▶ _ACTIVITY_:
Repeat the entries that appear below, exactly as they are given.

(Referring expression data)

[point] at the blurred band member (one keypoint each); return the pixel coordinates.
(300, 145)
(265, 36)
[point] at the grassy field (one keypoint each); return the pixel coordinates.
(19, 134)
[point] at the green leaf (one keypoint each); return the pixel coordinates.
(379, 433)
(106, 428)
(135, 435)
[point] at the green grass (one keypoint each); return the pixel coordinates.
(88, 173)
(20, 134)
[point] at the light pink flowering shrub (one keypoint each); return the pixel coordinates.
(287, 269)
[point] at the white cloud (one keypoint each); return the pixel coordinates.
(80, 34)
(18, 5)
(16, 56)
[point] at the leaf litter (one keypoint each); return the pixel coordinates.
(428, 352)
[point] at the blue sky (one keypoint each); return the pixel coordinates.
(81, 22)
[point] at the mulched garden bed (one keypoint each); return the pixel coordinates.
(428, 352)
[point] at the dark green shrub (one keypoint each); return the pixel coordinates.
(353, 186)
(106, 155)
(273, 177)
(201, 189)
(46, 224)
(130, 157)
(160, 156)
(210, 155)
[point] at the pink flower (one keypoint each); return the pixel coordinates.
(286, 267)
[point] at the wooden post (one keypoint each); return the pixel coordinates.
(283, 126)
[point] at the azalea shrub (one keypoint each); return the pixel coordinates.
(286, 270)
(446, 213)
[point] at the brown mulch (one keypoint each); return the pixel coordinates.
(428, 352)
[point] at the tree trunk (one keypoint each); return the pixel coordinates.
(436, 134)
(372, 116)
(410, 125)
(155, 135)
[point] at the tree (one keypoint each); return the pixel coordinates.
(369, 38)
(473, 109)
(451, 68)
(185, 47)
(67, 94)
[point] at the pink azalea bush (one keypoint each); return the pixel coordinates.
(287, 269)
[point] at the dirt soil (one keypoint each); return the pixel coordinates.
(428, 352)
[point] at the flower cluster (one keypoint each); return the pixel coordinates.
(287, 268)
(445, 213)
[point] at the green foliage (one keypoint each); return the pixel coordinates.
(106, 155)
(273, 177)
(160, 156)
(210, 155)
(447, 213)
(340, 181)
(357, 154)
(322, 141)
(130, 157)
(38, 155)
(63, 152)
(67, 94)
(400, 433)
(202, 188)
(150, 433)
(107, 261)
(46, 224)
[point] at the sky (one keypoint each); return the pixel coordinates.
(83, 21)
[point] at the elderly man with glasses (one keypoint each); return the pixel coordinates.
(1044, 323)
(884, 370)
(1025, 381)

▶ _RESPONSE AREA_:
[point] at the blurred band member (one keypoint each); return the pixel coordinates.
(300, 145)
(265, 36)
[point] at the grassy field (one keypoint each); return the pixel coordinates.
(19, 134)
[point] at the green leaf (one keypoint each); return the pixel coordinates.
(379, 433)
(106, 428)
(135, 435)
[point] at the green grass (one keypoint each); return the pixel coordinates.
(88, 173)
(20, 134)
[point] at the light pink flowering shrub (one keypoint each); return the pixel coordinates.
(287, 269)
[point] at the white cloud (one keypoint each); return the pixel coordinates.
(80, 34)
(18, 5)
(16, 56)
[point] at the leaf litter (one keypoint each); return the pixel coordinates.
(428, 352)
[point] at the blue sky (one keypoint each); return the pixel coordinates.
(81, 22)
[point] at the mulched garden bed (one keypoint each); return the pixel coordinates.
(428, 352)
[point] at the dark green shrub (one keypoint each); return the pixel coordinates.
(353, 186)
(106, 155)
(273, 177)
(201, 189)
(46, 224)
(130, 157)
(160, 156)
(210, 155)
[point] at the pink flower (one keypoint each); return the pixel coordinates.
(286, 267)
[point] at the wooden post (one keypoint each); return the pixel coordinates.
(283, 126)
[point] at the azalea shrub (one keypoint each); return the pixel coordinates.
(286, 270)
(446, 213)
[point] at the brown mulch (one keypoint each); return the pixel coordinates.
(428, 352)
[point] at the tree trunk (one keypoint each); return the pixel coordinates.
(436, 134)
(372, 116)
(410, 125)
(155, 135)
[point] at the tree (one keypoint each); return the pixel coordinates.
(369, 38)
(473, 109)
(451, 68)
(185, 47)
(67, 94)
[point] at the pink azalea bush (one keypoint each); return the pixel coordinates.
(287, 269)
[point] at the dirt soil (one keypoint each); return the pixel coordinates.
(428, 352)
[point] at the flower cluster (one keypoint each); return the pixel coordinates.
(287, 268)
(445, 213)
[point] at the green foliage (one keypoint each); return the pixel coordinates.
(106, 155)
(273, 177)
(160, 156)
(210, 155)
(447, 213)
(340, 181)
(357, 154)
(322, 141)
(130, 157)
(38, 155)
(63, 152)
(67, 94)
(400, 433)
(202, 188)
(150, 433)
(107, 261)
(46, 224)
[point] at the sky (one keypoint each); return the pixel coordinates.
(83, 21)
[point] at the elderly man with glasses (one keypoint each); return the pixel coordinates.
(1044, 323)
(884, 370)
(1025, 381)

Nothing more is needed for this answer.